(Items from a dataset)
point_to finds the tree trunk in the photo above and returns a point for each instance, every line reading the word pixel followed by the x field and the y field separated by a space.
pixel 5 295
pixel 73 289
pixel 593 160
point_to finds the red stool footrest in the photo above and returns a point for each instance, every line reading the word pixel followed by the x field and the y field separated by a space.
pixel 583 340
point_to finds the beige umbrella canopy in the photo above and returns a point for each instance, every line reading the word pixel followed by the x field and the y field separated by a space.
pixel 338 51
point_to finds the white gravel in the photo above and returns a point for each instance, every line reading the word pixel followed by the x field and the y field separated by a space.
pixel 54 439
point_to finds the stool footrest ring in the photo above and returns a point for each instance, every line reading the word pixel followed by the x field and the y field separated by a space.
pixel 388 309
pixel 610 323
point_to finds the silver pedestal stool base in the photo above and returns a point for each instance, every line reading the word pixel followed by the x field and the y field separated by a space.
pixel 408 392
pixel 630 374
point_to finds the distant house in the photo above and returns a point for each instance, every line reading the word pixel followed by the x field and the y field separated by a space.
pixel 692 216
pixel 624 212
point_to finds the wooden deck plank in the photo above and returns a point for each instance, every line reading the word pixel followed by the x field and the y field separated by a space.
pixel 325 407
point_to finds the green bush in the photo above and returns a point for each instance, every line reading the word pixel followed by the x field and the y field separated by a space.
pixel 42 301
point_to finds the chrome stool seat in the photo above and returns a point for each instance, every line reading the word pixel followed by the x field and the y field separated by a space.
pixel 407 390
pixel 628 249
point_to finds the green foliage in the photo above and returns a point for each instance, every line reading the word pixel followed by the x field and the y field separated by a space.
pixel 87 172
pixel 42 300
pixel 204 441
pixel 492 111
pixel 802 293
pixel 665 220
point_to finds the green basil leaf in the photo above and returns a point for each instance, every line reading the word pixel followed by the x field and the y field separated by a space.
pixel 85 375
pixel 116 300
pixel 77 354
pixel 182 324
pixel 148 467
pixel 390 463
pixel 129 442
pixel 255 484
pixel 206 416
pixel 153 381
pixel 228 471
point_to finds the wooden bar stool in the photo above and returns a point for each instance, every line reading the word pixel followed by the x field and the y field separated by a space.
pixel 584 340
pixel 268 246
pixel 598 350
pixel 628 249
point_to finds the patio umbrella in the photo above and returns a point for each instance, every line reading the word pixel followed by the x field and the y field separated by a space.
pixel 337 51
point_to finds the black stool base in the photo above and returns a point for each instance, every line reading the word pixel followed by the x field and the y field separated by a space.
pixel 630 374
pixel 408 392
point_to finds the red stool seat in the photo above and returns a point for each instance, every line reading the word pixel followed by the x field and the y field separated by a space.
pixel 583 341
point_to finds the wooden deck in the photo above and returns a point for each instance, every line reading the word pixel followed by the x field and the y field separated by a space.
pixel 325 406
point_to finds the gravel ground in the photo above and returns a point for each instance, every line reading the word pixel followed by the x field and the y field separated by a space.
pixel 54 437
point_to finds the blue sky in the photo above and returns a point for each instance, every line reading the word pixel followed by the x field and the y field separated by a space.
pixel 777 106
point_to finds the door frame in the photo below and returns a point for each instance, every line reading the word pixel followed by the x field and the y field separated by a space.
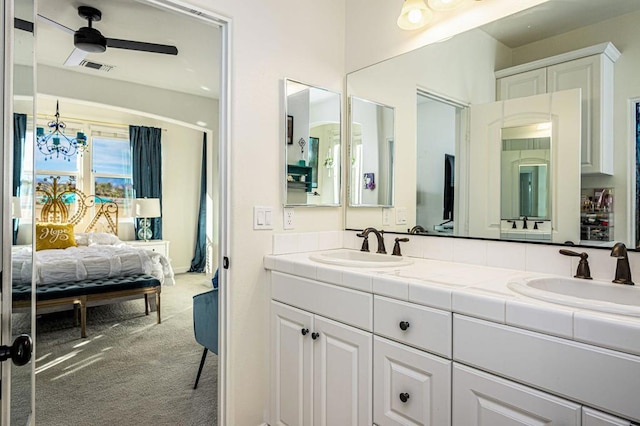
pixel 224 162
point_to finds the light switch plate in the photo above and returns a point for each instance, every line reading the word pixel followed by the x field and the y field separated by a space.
pixel 288 218
pixel 262 217
pixel 401 216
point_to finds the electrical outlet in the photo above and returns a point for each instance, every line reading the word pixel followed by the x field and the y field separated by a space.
pixel 289 218
pixel 386 217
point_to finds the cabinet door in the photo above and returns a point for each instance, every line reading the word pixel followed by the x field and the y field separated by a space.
pixel 411 387
pixel 597 107
pixel 528 83
pixel 291 366
pixel 591 417
pixel 342 388
pixel 483 399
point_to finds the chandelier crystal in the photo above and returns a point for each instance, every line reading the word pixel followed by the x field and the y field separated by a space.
pixel 57 143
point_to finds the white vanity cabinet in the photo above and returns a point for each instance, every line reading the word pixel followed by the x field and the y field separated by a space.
pixel 411 386
pixel 320 368
pixel 483 399
pixel 591 70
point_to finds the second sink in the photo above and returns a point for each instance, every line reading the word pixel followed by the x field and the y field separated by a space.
pixel 592 295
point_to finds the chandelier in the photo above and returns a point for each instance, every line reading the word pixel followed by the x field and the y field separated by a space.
pixel 57 143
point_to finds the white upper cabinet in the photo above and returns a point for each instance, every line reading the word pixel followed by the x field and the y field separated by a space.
pixel 590 69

## What the task asks
Rewrite the stretch of material above from the line containing "point_to finds the distant" through the line containing "pixel 624 212" as a Markdown table with the columns No. and Line, one row per line, with any blank lines left out.

## Completed exercise
| No. | Line |
|---|---|
| 1 | point_to finds the distant house in the photo above and returns a point for each instance, every line reading the word pixel followed by the x field and the y field separated by a space. |
| 2 | pixel 692 216 |
| 3 | pixel 624 212 |